DOCUMENT SEGMENT
◆ ◆ ◆

Director: Bruno Bozzetto.
Writers: Bruno Bozzetto, Guido Manuli, Maurizio Nichetti.
Stars: Marialuisa Giovannini, Néstor Garay, Maurizio Micheli, Mirella Falco, Osvaldo Salvi, Jolanda Cappi, Franca Mantelli.
Cinematographers: Luciano Marzetti, Mario Masini (live action).
1976 Chicago International Film Festival – Nominated for the Gold Hugo.
What a find! Thank you so much for this one!
Yes, a great Disney-like animated film without Disney. A spoof on Fantasia.. I saw it in 1977. Music and no words even though it had subs, due to being made in Italy.
Read me review below. Cheers, Rob.
After finding Three in The Attic (1968) via a Google search a couple of weeks ago, astonished to find it, I watched it for the first time. This rare and hard to find college sex and campus politics, as “love torture”, set on a campus in upstate NY, actually filmed at the University of North Carolina at Chapel Hill, TITA was probably ahead of its time, being a feminist statement 2 or 3 years before the modern women’s movement began with the likes of Gloria Steinem leading the way. Steinem is still living AFAIK. I found “Attic” right here on rarefilmm.com. It starred the now late Yvette Mimieux, who died in January 2020 aged 80, something I find hard to fathom. Mimieux got her start in 1960 in HG Wells’s The Time Machine alongside also now gone, Rod Taylor., an Australian actor more famous for his TV series in 1960 “Hong Kong”, which I vaguely recall as a small boy. Yvette was 18 years old. 20 in Three in the Attic along side 2 other young female actors, and 2 or 3 actors who played her middle aged parents and the Dean of the elite women’s elite college she attended near the same kind of elite mens college, that her love interest attended. He was played by the now mentally disabled Christopher Jones, who also starred in Wild in The Streets in 1967 playing a 24 year old recently elected president of the United States after the voting age had been lowered to 18. In fact the voting age was lowered by an Amendment in 1971 to 18, but not as a result of Jones’s movie. The Draft which was sending 18 and 19 year olds off to the war in Vietnam was the cause. Old enough to carry a gun, but not old enough to vote. Barry McGuire’s Eve Of Destruction dealt with that burning issue in 1965. McQuire is still alive AFAIK.

◆ ◆ ◆

RAW DATA

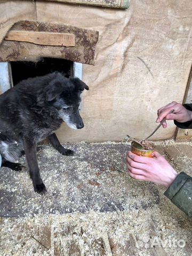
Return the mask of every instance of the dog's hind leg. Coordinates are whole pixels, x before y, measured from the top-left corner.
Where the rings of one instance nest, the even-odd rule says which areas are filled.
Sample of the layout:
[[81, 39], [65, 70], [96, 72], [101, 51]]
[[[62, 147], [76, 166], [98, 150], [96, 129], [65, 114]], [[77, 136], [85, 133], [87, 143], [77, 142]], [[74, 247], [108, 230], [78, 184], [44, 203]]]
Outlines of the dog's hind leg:
[[48, 138], [54, 147], [60, 154], [64, 155], [65, 156], [73, 156], [74, 154], [74, 151], [70, 149], [66, 149], [61, 145], [55, 133], [53, 133], [48, 137]]
[[45, 186], [42, 180], [36, 156], [37, 144], [29, 138], [23, 138], [25, 152], [29, 167], [29, 173], [32, 179], [34, 190], [39, 194], [45, 194]]
[[6, 161], [6, 160], [2, 162], [2, 166], [7, 167], [10, 169], [13, 170], [17, 172], [21, 171], [22, 167], [23, 167], [21, 164], [17, 163], [12, 163], [12, 162]]

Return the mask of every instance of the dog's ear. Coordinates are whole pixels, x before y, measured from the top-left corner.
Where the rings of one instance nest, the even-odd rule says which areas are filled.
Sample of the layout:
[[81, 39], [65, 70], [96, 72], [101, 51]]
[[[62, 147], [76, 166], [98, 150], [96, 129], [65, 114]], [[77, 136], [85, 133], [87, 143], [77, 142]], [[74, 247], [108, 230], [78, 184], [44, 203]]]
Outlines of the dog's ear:
[[59, 97], [63, 91], [63, 87], [59, 81], [51, 81], [46, 87], [46, 99], [51, 101]]
[[82, 81], [79, 78], [75, 77], [75, 78], [70, 78], [73, 82], [76, 85], [78, 90], [82, 92], [84, 89], [89, 90], [89, 86]]

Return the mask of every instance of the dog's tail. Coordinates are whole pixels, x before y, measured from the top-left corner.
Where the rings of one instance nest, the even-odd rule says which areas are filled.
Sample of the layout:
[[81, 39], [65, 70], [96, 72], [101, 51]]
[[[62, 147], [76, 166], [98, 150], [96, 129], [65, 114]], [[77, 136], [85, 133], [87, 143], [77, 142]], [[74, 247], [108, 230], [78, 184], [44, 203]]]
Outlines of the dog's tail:
[[0, 134], [0, 154], [2, 158], [9, 162], [15, 162], [21, 156], [22, 149], [18, 142], [9, 139], [7, 136]]

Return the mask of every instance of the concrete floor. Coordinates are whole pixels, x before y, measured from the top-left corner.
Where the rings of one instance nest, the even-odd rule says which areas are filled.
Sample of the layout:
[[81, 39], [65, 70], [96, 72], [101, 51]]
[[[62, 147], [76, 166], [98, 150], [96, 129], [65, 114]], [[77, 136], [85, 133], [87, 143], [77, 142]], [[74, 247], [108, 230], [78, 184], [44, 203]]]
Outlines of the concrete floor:
[[[192, 175], [191, 142], [156, 144]], [[34, 192], [27, 168], [1, 170], [1, 255], [192, 255], [191, 220], [162, 187], [126, 173], [129, 143], [64, 146], [74, 156], [49, 145], [38, 153], [45, 196]]]

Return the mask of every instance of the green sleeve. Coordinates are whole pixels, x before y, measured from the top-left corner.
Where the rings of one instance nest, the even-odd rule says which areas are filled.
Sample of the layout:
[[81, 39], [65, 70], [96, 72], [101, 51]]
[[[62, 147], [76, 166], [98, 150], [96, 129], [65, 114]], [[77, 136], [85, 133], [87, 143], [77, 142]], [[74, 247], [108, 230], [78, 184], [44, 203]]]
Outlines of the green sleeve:
[[181, 172], [164, 193], [174, 204], [192, 217], [192, 178]]
[[[192, 104], [184, 104], [183, 106], [188, 110], [192, 111]], [[174, 120], [174, 123], [179, 128], [182, 129], [192, 129], [192, 121], [186, 122], [185, 123], [179, 123]]]

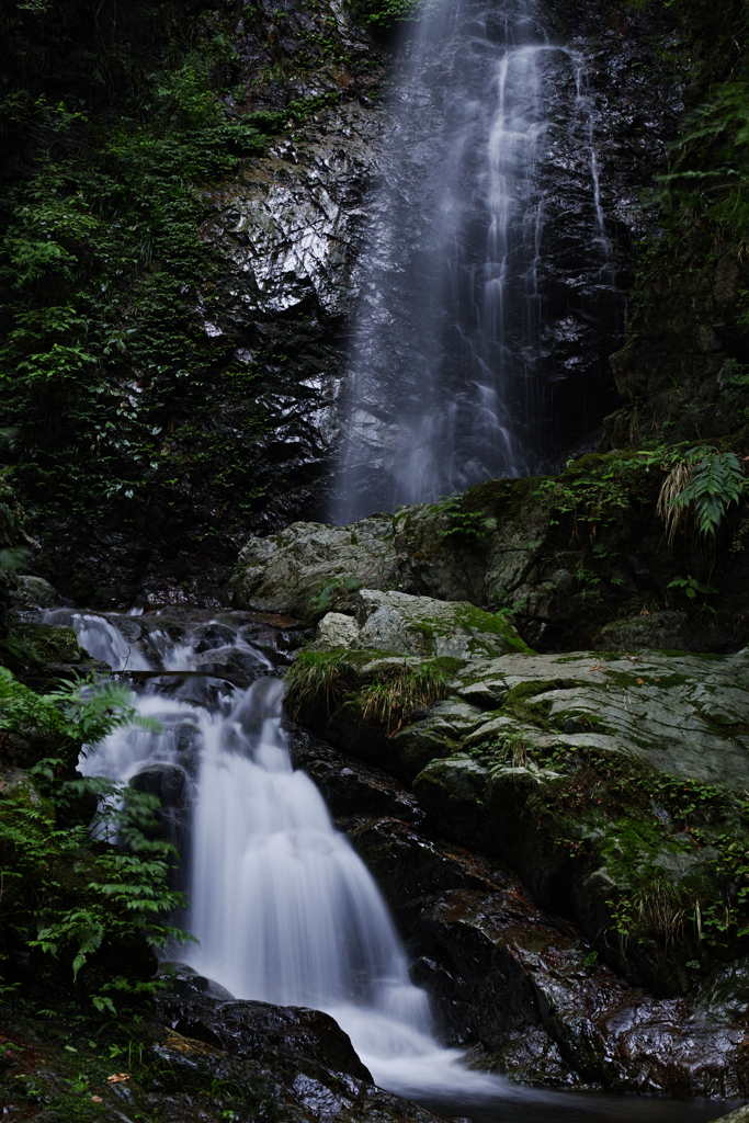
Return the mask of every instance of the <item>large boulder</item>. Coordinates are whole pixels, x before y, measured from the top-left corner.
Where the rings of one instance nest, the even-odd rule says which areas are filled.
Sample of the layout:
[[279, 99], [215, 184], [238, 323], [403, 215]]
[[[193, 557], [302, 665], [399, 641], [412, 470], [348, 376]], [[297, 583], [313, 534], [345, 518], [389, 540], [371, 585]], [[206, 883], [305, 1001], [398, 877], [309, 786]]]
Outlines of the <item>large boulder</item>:
[[393, 520], [373, 514], [351, 527], [294, 522], [280, 535], [250, 538], [234, 577], [241, 608], [321, 617], [354, 588], [395, 584]]
[[[509, 611], [537, 650], [737, 651], [749, 641], [749, 555], [727, 533], [709, 563], [692, 527], [665, 540], [660, 462], [591, 454], [557, 477], [488, 480], [347, 527], [292, 523], [247, 542], [234, 596], [319, 620], [353, 614], [357, 588], [400, 592]], [[742, 518], [731, 508], [739, 539]]]
[[371, 648], [458, 659], [529, 650], [512, 624], [467, 601], [362, 588], [351, 594], [349, 603], [354, 618], [339, 612], [322, 618], [316, 650]]
[[347, 649], [290, 676], [308, 725], [409, 782], [433, 830], [508, 860], [631, 982], [673, 995], [746, 951], [749, 651]]
[[472, 1065], [546, 1086], [743, 1096], [747, 962], [655, 998], [533, 903], [504, 864], [424, 831], [413, 793], [296, 734], [301, 766], [377, 878], [444, 1040]]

◆ ◆ ◆

SET PROBLEM 1
In the Bozzetto film page, rewrite the passage from "1976 Chicago International" to "made in Italy." with "Fantasia" changed to "Pinocchio".
SET PROBLEM 2
For what award was the film nominated at the 1976 Chicago International Film Festival, according to the Bozzetto film page?
SET PROBLEM 3
Could you continue the Bozzetto film page from the point where it stops?

EXERCISE RESULT 1
1976 Chicago International Film Festival – Nominated for the Gold Hugo.
What a find! Thank you so much for this one!
Yes, a great Disney-like animated film without Disney. A spoof on Pinocchio.. I saw it in 1977. Music and no words even though it had subs, due to being made in Italy.

EXERCISE RESULT 2
The Gold Hugo.

EXERCISE RESULT 3
OK after all that, I saw Allegro Non Troppo in New York City, in 1977 in the Carnegie Theatre on West 57th St. A über famous theatre where classical and pop concerts had been performed since the 19th century, the theatre named after the steel tycoon Andrew Carnegie. Correct title of the venue is Carnegie Hall. Tchaikovsky had conducted there in the late 19th century, and in the mid 20th century more famously, The Beatles gave a 1964 concert on their first US visit in February. Less known was a concert from Phil Ochs in 1970 which ended in disaster, since he played rock n roll classics from the 50s and not his usual folk music… He wore an Elvis Presley type of gold lame suit on stage and before the show was over, the fans expecting Pleasures of the Harbour, got Good Golly Miss Molly type of music. Little Richard (who died in 2019) and not Bob Dylan. “The Battle of Carnegie Hall” became the legendary name of this notorious concert.. Phil Ochs died in 1976, a suicide. He was very depressed due to lack of recognition for his by then over 10 year singing career. I actually met his girlfriend of the time. She told me he had hung himself in his bathroom.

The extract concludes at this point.